● **Location identification entries**

# # # # # # #

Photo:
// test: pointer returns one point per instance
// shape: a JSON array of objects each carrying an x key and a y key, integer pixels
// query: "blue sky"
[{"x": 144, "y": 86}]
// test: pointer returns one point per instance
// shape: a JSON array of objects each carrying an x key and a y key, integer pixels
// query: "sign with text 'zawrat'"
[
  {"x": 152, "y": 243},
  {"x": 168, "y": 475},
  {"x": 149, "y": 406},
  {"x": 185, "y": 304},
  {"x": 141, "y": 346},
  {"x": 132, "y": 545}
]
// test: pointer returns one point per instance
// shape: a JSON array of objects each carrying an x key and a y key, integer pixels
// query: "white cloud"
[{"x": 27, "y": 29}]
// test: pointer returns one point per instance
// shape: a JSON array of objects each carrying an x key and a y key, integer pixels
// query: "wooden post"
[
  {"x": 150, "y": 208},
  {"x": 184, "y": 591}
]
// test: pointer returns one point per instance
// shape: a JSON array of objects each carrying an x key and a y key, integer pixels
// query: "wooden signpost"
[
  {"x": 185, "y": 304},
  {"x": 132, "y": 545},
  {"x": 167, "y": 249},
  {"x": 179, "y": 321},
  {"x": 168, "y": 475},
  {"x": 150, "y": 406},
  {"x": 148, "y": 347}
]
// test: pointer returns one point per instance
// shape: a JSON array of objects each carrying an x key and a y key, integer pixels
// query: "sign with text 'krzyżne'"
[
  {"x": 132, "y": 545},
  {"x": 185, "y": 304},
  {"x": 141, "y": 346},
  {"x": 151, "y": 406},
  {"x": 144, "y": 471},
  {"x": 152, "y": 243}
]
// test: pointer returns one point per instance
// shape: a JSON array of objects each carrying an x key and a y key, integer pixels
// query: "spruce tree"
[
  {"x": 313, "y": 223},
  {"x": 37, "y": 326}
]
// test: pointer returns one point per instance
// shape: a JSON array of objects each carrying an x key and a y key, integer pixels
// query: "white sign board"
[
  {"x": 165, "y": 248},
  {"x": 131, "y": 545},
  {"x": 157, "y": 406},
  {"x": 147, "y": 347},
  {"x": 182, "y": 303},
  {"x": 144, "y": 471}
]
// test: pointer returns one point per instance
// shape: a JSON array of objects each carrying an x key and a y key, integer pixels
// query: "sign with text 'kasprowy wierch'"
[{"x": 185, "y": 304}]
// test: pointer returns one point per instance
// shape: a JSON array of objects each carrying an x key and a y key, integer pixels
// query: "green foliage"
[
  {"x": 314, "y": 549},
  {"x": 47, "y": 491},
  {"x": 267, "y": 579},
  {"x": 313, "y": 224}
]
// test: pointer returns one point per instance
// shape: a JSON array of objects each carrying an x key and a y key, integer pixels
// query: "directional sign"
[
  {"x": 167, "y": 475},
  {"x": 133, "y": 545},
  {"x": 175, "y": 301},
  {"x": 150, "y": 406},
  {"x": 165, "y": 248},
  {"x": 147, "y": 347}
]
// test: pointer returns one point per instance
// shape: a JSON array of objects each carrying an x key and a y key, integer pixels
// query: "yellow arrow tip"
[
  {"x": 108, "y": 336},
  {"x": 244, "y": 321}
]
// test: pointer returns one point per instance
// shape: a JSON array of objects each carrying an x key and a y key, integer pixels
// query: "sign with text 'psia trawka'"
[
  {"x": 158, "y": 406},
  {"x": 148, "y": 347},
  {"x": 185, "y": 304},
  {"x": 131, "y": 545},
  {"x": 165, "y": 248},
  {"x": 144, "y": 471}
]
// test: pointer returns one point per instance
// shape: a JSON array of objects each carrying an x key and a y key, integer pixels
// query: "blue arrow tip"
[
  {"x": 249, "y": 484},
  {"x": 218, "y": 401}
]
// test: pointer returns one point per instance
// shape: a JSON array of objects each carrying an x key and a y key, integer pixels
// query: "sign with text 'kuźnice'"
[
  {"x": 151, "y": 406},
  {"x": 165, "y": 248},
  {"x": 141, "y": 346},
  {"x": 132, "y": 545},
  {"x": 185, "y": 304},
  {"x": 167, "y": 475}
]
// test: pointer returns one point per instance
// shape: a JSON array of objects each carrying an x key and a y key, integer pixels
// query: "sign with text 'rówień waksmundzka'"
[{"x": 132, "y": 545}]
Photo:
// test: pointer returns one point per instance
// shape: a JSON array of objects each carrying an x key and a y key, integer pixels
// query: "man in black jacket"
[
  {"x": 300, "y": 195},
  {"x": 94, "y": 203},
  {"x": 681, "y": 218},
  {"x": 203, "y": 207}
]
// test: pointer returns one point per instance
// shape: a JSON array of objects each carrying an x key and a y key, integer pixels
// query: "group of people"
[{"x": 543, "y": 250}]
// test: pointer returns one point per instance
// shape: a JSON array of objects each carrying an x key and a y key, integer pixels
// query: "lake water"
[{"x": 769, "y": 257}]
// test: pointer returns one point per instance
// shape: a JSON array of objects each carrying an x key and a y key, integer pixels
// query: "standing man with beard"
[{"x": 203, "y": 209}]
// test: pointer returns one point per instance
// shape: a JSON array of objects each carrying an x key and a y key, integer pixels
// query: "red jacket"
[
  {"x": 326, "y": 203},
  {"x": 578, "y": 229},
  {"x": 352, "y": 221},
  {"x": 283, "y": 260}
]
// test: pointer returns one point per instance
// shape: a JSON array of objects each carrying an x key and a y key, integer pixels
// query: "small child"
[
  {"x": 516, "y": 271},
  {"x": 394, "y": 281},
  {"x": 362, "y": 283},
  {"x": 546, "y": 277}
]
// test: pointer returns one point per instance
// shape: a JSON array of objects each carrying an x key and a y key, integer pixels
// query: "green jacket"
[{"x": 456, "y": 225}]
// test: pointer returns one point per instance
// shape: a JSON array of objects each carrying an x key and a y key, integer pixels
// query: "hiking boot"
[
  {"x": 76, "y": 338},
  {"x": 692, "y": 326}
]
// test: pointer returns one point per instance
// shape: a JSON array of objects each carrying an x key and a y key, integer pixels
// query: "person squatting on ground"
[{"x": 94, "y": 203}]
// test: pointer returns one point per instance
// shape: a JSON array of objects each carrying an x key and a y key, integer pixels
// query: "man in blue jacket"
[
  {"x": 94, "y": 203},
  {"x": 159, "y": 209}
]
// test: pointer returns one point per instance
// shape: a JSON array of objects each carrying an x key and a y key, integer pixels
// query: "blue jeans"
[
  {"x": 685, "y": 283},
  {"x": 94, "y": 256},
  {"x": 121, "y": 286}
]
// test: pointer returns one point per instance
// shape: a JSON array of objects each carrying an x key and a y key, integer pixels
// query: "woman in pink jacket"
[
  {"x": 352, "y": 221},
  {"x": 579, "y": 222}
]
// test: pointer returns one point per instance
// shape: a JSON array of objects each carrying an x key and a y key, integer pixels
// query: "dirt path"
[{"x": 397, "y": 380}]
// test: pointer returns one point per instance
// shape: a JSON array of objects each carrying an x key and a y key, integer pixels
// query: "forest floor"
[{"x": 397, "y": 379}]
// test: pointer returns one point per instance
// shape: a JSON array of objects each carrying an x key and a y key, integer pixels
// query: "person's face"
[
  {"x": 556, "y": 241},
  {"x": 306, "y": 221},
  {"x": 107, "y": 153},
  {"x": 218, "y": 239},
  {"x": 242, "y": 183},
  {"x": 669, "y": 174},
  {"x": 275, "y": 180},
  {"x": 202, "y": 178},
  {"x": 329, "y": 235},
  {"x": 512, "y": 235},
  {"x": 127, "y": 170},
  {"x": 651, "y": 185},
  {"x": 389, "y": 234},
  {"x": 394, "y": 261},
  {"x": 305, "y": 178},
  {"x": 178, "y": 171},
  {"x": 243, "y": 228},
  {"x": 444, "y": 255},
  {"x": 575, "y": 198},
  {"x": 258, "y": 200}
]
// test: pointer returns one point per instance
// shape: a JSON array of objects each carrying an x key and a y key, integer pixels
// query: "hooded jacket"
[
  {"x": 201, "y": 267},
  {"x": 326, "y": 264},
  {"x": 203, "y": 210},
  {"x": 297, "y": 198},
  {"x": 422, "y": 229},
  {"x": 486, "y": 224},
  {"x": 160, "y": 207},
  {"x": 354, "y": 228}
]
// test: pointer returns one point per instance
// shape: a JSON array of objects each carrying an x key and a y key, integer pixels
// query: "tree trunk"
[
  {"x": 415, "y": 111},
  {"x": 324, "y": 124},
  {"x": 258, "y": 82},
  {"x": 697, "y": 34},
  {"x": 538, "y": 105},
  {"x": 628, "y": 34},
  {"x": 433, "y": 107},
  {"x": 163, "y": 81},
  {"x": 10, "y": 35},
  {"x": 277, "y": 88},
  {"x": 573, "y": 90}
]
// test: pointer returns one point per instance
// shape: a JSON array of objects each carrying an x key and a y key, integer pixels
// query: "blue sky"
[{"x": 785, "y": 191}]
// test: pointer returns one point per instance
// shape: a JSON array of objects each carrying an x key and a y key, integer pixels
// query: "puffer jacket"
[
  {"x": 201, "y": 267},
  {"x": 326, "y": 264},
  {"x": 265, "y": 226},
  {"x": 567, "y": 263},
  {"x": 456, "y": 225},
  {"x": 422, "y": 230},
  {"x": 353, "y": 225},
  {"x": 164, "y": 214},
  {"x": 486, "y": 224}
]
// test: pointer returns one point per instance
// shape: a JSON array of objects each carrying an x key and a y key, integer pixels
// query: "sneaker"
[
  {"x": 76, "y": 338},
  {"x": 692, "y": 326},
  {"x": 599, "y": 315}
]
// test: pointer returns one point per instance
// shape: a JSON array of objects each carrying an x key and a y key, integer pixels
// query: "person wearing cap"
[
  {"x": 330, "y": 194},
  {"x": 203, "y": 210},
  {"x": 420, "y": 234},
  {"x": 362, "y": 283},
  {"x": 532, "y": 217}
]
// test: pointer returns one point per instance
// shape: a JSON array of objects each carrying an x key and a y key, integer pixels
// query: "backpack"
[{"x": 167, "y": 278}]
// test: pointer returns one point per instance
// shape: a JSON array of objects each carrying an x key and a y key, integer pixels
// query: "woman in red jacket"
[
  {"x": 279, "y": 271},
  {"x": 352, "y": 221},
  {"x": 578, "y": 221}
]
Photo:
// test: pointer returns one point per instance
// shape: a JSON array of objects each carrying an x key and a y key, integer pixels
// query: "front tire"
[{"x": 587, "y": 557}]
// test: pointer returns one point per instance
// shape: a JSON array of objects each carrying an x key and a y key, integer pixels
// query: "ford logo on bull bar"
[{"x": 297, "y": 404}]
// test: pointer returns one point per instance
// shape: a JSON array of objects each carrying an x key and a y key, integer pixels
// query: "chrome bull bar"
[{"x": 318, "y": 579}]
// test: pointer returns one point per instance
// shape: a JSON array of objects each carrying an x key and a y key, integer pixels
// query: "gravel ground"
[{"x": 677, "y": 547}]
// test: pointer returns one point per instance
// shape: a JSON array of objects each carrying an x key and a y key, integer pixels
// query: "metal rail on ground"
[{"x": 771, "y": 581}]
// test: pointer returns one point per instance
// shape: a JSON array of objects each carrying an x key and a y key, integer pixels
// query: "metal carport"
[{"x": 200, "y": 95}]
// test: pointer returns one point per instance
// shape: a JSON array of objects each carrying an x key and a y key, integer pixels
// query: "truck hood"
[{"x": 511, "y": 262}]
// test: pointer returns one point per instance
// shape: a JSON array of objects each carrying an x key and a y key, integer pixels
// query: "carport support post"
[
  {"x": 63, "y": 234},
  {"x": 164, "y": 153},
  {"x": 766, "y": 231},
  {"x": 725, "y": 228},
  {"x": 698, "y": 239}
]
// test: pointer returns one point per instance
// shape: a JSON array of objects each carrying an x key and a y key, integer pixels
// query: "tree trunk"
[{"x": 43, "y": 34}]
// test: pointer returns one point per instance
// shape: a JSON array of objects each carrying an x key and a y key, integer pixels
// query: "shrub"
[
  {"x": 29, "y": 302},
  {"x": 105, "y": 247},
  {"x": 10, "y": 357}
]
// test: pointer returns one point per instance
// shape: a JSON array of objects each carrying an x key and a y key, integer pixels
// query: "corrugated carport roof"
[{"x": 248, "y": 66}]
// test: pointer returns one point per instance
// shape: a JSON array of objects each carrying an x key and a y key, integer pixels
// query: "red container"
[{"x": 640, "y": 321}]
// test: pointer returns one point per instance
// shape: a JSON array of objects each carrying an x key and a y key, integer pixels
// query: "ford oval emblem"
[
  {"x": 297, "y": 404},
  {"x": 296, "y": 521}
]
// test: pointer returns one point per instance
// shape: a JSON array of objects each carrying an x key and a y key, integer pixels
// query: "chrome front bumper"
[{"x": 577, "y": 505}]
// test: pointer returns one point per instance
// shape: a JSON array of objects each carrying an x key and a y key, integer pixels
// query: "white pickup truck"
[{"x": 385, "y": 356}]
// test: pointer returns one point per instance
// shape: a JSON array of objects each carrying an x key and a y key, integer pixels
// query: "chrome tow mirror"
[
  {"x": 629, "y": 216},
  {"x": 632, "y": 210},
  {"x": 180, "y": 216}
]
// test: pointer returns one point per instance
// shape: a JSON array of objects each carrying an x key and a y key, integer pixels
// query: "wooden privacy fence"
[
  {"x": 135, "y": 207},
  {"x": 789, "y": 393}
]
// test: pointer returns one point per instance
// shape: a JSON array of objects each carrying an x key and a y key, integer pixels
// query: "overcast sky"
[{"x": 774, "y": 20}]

# # # # # # #

● **EXERCISE DESCRIPTION**
Extract every line in the records above that contains the word "white". Copy each matching line in full.

● **FULL OUTPUT**
// query: "white cloud"
// query: "white sign board"
// query: "white pickup truck"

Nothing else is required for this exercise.